→ **EXERCISE AIM**:
Copy the data that follows, character for character, minus the pictures.

→ **MATERIAL FOR THE TASK**:
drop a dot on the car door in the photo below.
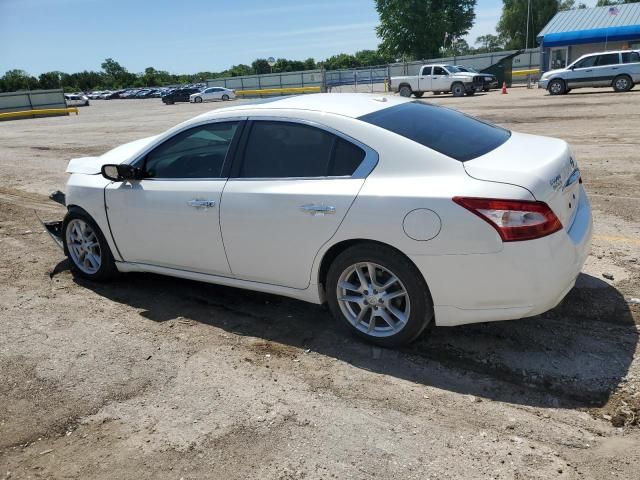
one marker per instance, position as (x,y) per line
(582,73)
(171,217)
(440,80)
(605,69)
(424,82)
(286,197)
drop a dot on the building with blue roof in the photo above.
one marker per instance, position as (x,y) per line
(573,33)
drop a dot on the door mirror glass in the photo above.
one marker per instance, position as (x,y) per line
(121,172)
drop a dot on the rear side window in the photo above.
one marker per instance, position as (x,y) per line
(292,150)
(608,59)
(447,131)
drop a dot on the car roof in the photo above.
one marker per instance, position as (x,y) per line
(352,105)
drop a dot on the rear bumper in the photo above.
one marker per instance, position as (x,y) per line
(524,279)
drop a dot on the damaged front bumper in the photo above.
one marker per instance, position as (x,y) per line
(54,227)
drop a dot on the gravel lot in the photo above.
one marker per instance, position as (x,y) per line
(153,377)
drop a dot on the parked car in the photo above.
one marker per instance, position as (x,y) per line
(437,79)
(617,69)
(179,95)
(489,80)
(371,204)
(212,93)
(76,100)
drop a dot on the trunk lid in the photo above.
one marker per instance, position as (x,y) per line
(542,165)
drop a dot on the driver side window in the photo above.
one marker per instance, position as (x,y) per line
(195,153)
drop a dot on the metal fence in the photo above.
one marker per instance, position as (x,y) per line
(307,78)
(371,79)
(31,100)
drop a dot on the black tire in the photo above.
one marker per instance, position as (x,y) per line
(622,83)
(557,87)
(457,89)
(418,299)
(405,91)
(107,267)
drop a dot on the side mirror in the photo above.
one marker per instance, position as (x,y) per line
(120,172)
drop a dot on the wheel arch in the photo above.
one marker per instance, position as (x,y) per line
(337,248)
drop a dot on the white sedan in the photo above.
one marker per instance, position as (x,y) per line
(213,93)
(397,213)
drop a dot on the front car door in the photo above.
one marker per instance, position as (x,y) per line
(424,82)
(605,69)
(440,80)
(582,73)
(171,217)
(287,196)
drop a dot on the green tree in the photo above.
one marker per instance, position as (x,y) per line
(513,22)
(416,29)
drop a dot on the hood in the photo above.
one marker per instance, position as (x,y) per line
(121,154)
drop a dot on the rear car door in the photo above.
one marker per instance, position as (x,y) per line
(582,73)
(286,197)
(605,69)
(424,81)
(171,217)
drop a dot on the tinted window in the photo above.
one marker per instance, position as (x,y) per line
(195,153)
(608,59)
(285,150)
(346,158)
(444,130)
(586,62)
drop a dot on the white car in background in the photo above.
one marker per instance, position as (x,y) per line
(76,100)
(213,93)
(371,204)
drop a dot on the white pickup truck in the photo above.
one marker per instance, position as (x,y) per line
(438,79)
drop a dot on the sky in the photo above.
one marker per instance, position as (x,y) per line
(190,36)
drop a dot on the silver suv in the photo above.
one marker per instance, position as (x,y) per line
(619,69)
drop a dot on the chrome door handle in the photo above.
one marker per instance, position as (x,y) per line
(201,203)
(318,209)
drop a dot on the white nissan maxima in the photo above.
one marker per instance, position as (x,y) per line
(397,213)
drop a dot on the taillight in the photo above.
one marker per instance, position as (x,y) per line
(514,220)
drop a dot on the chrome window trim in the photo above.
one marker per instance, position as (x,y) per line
(365,168)
(146,151)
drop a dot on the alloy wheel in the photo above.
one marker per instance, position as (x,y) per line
(83,245)
(373,299)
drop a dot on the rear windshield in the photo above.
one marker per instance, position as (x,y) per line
(447,131)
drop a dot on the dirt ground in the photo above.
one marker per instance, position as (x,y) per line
(153,377)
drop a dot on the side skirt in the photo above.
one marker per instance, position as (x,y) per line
(311,294)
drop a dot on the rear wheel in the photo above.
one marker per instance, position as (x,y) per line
(379,295)
(405,91)
(86,247)
(457,89)
(557,87)
(622,83)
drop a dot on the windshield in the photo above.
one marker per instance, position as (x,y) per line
(440,129)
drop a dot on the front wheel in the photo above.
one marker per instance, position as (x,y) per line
(622,83)
(86,247)
(557,87)
(457,89)
(379,295)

→ **CORRECT RESPONSE**:
drop a dot on the car door in the photo below.
one marker per instance, position as (x,y) per line
(582,73)
(171,217)
(440,80)
(605,69)
(424,82)
(286,197)
drop a dot on the building with blue roof in the photo above.
one marker per instance, position as (x,y) per line
(573,33)
drop a dot on the door mirror glass in the photo above.
one marker per instance, position as (x,y) per line
(121,172)
drop a dot on the rear side window in the photo above.
one marker per instance, position as (x,y) per line
(292,150)
(608,59)
(447,131)
drop a dot on the car roof in the photo above.
one marker per instance, position as (x,y) per line
(352,105)
drop a dot on the rear bumper in the photo above.
one marker per instance, position as (x,y) per line
(524,279)
drop a dot on the damaged front bumper in the photo above.
one marker per instance, position as (x,y) per line
(54,227)
drop a dot on the gravel lot in the photo above.
one marker per instance, position as (x,y) per line
(153,377)
drop a dot on the parked car in the photo above.
one marker per instance, position as (x,y) per line
(437,79)
(617,69)
(179,95)
(489,80)
(371,204)
(212,93)
(76,100)
drop a dot on the trunk lid in the photo above.
one marker per instance, position as (x,y) per line
(542,165)
drop a dot on the driver side window in the photo above.
one marker per instance, position as (x,y) per line
(195,153)
drop a dot on the metal fence in the photo above.
one marker per instance, position as (x,y) per line
(307,78)
(371,79)
(31,100)
drop a dot on the black tire in the photo above.
one marker per instance, position as (x,y) per line
(622,83)
(557,87)
(457,89)
(418,299)
(405,91)
(107,267)
drop a dot on the side mirror in the photo above.
one marker per instance, position as (x,y) per line
(120,172)
drop a dot on the wheel arch in the photo above.
one marker per instance, position as (x,y) per line
(337,248)
drop a dot on the white sedan in the photo above.
one marker per instance, position as (x,y) per line
(213,93)
(397,213)
drop a dot on the front car door in the photo above.
one marker per instance, position as (x,y) per line
(424,82)
(605,69)
(440,80)
(582,73)
(171,217)
(287,196)
drop a dot on the green tree in the photo above.
one marker per instance, position as (x,y) per line
(513,22)
(416,29)
drop a dot on the hood in the photo above.
one marker per instance, position as (x,y) per line
(121,154)
drop a dot on the rear car door in the photo above.
one marker per instance, position as (x,y) per line
(582,73)
(286,197)
(605,69)
(424,81)
(171,217)
drop a dot on the tinted window in the photo above.
one marker per instance, position as (x,y) per line
(195,153)
(608,59)
(285,150)
(346,158)
(444,130)
(586,62)
drop a dot on the white car in background in the photo above.
one marker per instance, position as (x,y) per line
(76,100)
(213,93)
(371,204)
drop a dot on the white pickup truck in the photo above.
one marker per instance, position as (x,y) per line
(438,79)
drop a dot on the sky in the photo above.
one marker per instance, position as (x,y) per line
(190,36)
drop a dot on the silver suv in the photo above.
one marker per instance, position as (x,y) per line
(619,69)
drop a dot on the chrome door handle in the photo above.
one marker per instance, position as (x,y) per line
(201,203)
(318,209)
drop a dot on the white nissan maxima in the photo above.
one marker per instance, position as (x,y) per line
(397,213)
drop a dot on the taillight in the photo above.
one marker per instance, position as (x,y) per line
(514,220)
drop a dot on the chrome window trim in the photo above.
one marker per instance, position as (x,y) per line
(365,168)
(146,151)
drop a dot on the alloy wheel in the photo above.
one marker per instance, position as (x,y) per line
(83,245)
(373,299)
drop a dot on the rear windshield in the photo above.
one marker per instance, position as (x,y) per line
(447,131)
drop a dot on the dirt ground in the photo above.
one marker per instance, position as (x,y) per line
(153,377)
drop a dot on the side skirt in the photo above.
one marker per instance, position as (x,y) per line
(311,294)
drop a dot on the rear wheel in the photo above.
one marker per instance, position as (x,y) per line
(379,295)
(405,91)
(86,247)
(457,89)
(557,87)
(622,83)
drop a dot on the windshield in the photo above.
one marker per instance, position as (x,y) per line
(440,129)
drop a dot on the front wheel in the photo above.
one marker per instance, position as (x,y) per line
(622,83)
(86,247)
(557,87)
(457,89)
(379,295)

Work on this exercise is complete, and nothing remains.